Directions for this task:
Only the count is needed. Count the lines below with the word "white" in them.

Data supplied:
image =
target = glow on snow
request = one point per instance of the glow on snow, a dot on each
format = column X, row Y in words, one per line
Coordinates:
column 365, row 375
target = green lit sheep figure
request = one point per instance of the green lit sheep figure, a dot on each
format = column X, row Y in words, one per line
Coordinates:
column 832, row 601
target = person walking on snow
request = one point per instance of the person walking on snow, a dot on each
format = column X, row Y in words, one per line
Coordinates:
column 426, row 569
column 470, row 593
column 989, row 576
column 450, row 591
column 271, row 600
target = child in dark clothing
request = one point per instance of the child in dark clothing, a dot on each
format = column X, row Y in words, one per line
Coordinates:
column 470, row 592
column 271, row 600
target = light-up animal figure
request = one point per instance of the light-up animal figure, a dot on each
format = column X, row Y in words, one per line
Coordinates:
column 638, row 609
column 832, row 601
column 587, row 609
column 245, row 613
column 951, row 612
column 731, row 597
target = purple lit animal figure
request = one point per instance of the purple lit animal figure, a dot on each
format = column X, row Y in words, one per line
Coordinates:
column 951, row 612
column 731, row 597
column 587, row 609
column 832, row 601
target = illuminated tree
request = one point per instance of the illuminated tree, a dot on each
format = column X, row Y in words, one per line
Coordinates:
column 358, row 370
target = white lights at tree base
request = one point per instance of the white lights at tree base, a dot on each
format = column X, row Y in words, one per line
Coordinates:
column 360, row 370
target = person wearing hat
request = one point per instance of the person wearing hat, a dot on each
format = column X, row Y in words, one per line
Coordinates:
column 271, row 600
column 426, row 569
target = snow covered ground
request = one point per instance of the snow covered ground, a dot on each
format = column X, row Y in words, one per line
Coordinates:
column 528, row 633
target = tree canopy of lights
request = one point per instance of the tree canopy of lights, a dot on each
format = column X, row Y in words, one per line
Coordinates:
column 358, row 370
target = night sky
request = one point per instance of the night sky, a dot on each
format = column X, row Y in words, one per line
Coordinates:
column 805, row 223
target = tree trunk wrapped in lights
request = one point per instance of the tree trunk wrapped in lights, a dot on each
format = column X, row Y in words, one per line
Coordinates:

Result of the exercise:
2